### Exercise
Extend the passage on suburban sprawl and street permeability beyond its final sentence.

### Source excerpt

>>>

I think a lot of people, including those quoted in that article, think of "sprawl" too simplistically. We can't label all outward growth as "sprawl", and we can't label any upward growth as the "anti-thesis of sprawl" either. It's the outward growth outpacing the upward growth, the amount of land area growing faster than the population that really defines sprawl. In other words, "sprawl" is a verb, not a noun. It is the process, not the product.
Mississauga could have thought further ahead and done more to promote intensification, redevelopment, preserve undeveloped land for future high density, and get people using transit, cycling, and walking, but it's not like it didn't do those things at all. The problem is, Mississauga didn't do enough of that, and London shouldn't have much problem doing better.
I think probably the biggest thing that suburbs all over fail to do is build corridors for transit, to reduce the gaps between routes, and so reduce the walking distances to the bus stops. You can see this in the south part of Mississauga, which is almost devoid of bus routes for this reason. There are just no roads or bridges for the buses to use! South of Dundas Street, the only other local road that crosses the Credit River is Lakeshore Road, and that's 4km away, meaning a 4km gap in bus service. You can see this same problem in Vaughan, with Langstaff Road broken up into multiple pieces, and the York Region not providing their own bus service along the Steeles corridor, resulting huge gaps in the York Region Transit network, and it kills their transit ridership.
Permeability. That is the number one thing that separates the inner city from the outer suburb. Mississauga and Vaughan are not lacking in density. What they are really lacking is permeability, to allow for a complete transit network, and reduce the distances required for walking and cycling, including to the bus stops. I think it is the lack of permeability more than lack of density that makes Mississauga and Vaughan car-oriented and it is the lack of permeability rather than lack of density that will hamper their efforts to become transit-oriented. The newer subdivisions are much MUCH more permeable than the older subdivisions, with much more thoroughfares and many TOD measures, but maybe too little too late.

<<<

### Provided material
>>>

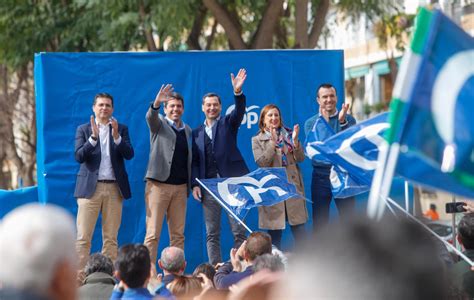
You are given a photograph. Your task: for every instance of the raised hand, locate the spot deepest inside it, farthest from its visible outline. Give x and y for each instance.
(343, 113)
(163, 95)
(114, 123)
(238, 81)
(296, 132)
(274, 133)
(95, 129)
(197, 193)
(324, 113)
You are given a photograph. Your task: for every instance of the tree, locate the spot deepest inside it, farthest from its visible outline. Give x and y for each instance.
(392, 31)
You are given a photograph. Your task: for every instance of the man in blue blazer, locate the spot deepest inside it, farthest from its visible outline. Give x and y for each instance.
(102, 182)
(215, 154)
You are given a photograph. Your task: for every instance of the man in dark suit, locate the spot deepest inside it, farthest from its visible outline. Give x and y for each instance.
(215, 154)
(102, 182)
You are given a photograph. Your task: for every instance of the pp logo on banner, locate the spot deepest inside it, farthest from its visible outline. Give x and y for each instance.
(250, 117)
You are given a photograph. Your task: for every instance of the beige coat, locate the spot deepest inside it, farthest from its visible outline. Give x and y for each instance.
(265, 155)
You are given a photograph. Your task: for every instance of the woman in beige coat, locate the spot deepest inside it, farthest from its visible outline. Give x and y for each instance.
(278, 146)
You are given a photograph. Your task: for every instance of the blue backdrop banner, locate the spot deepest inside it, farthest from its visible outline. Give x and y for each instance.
(67, 82)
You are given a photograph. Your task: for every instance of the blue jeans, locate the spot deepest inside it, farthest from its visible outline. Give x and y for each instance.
(321, 196)
(212, 217)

<<<

### Output below
Even from just a cursory glance at a map, I can see the problem of lack of permeability in outer parts of London, like Westmount and Byron that are lacking thoroughfares. Probably not easy to take transit from Westmount to Oakridge even though the two neighbourhoods are next to each other. And on the north side of the city, there are the Gainsborough/Windermere/Killaly Road and the Sarnia St/Huron Rd corridors both broken into multiple pieces, so no chance to build transit corridors there. That's a four kilometre gap the Oxford Street corridor and the Fanshawe Park Road corridor - these are the only two major corridors north of downtown for London Transit Commission to use, and this will have a significant impact on how car-dependent or how transit-oriented London becomes as it continues to grow outward. Hopefully, London will do better with new subdivisions, as Mississauga has done with Churchill Meadows, but as I said, maybe too little too late, major permanent damage has already been done to the transit network in London as it has in Mississauga.
Thinking ahead, the long term instead of the short term, that's the most important thing. And maybe that's what really defines "sprawl". It is just about the present, it's not about the future.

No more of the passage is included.